**TEXTO PROPORCIONADO:**
╔══

Pese a todo, los “Peches”, como los llaman, sobrevivieron sin cambiar de tamaño, forma y sabor. Eso sí, algunos se pusieron filtro para estar en las mismas condiciones de los rubios norteamericanos, pero ni por esas lograron seguir siendo el cigarrillo que fumaban a la par obreros y jefes. Se resignó, entonces, a quedarse en el fondo de las mochilas de los de aspecto revolucionario, como alguna vez estuvo en los bolsillos de los sacos de Gabriel García Márquez, Alejandro Obregón, León de Greiff…

Resulta que las nuevas ofertas de tabacos fueron dejando en evidencia el fuerte olor que desprendían los “Rompepechos”, como también son señalados. Entonces, de apetecidos pasaron a espantar la clientela. Literal, para muchos, el Pielroja apestaba y espantaba.  Pronto, dejaron de ser ese cigarrillo que “Satisface plenamente el deseo de fumar”, tal era su slogan.

Muy atrás empezaron a quedar los almanaques en el que una mujer fumaba el entonces cigarrillo más apetecido en Colombia. El de los avisos en los periódicos y en afiches impresos en Suiza. Famosa fue la valla que por muchos años estuvo encima de la puerta principal de la plaza de toros La Macarena de Medellín. Hasta un equipo de fútbol, el Atlético Bucaramanga, se fundó con jugadores de la fábrica de esa ciudad. Y como miles de colombianos, también soportó la época de La Violencia, esos años en que el indio con visos rojos fue vetado por los conservadores. Años en que la Compañía Colombiana de Tabaco tomó una salomónica decisión: ponerle plumas azules al indio de Ricardo Rendón. Hubo “pielrojas” para todos.

Ricardo Rendón, el genio detrás del indio Pielroja

Cien años después de dibujado, el indio Pielroja sigue siendo un icono gráfico. El mismo que una vez creara el caricaturista antioqueño Ricardo Rendón, famoso por criticar la situación política de Colombia, la hegemonía conservadora más exactamente, en las primeras décadas del siglo XX. “Condensaba en sus dibujos la amargura del pueblo”, se dijo en el diario El Tiempo.

Personajes de Colombia bajo el pincel de Ricardo Rendón.

Hijo de Ricardo Rendón y Julia Bravo, nació en Rionegro, Antioquia, en 1894. Con 17 años, se fue con toda su familia para Medellín porque los lápices lo llamaban, primero desde el taller del pintor Francisco Cano y luego desde las aulas de la Escuela de Bellas Artes. Pintó, escribió poemas y artículos bajo el seudónimo de Daniel Zegri. Y de ahí, en 1918, a Bogotá, más exactamente a las instalaciones de El Espectador y El Tiempo. Pero sus dibujos no eran exclusividad del tercer poder, como se llegó a llamar a los dos periódicos, porque Rendón también colaboró para la revista Cromos, y los diarios El Gráfico, El Colombiano y La República. Cuentan que incluso lo llamaron para trabajar en el – New York Times, pero no quiso. Dicen que su espíritu antiyanqui contestó: “Yo gano aquí 1.000 pesos y pago otros 1.000 por no tener que vivir en Nueva York”.

╚══

**REQUISITOS DEL EJERCICIO:** Transcriba al pie de la letra el pasaje del texto sobre el cigarrillo Pielroja que empieza en las palabras "Pese a todo, los" y concluye tras "era su slogan.". El material que aparece a continuación procede de una fuente distinta.

**DATOS PROPORCIONADOS:**

╔══

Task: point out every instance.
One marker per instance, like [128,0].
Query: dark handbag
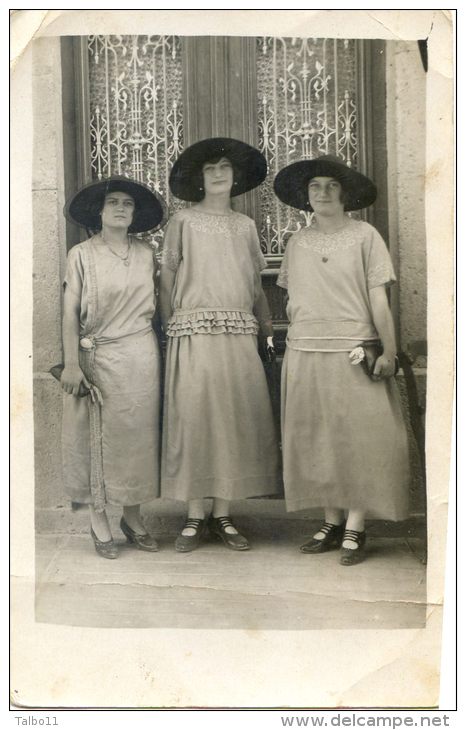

╚══

**RESULTADO DEL EJERCICIO:**
Pese a todo, los “Peches”, como los llaman, sobrevivieron sin cambiar de tamaño, forma y sabor. Eso sí, algunos se pusieron filtro para estar en las mismas condiciones de los rubios norteamericanos, pero ni por esas lograron seguir siendo el cigarrillo que fumaban a la par obreros y jefes. Se resignó, entonces, a quedarse en el fondo de las mochilas de los de aspecto revolucionario, como alguna vez estuvo en los bolsillos de los sacos de Gabriel García Márquez, Alejandro Obregón, León de Greiff…

Resulta que las nuevas ofertas de tabacos fueron dejando en evidencia el fuerte olor que desprendían los “Rompepechos”, como también son señalados. Entonces, de apetecidos pasaron a espantar la clientela. Literal, para muchos, el Pielroja apestaba y espantaba.  Pronto, dejaron de ser ese cigarrillo que “Satisface plenamente el deseo de fumar”, tal era su slogan.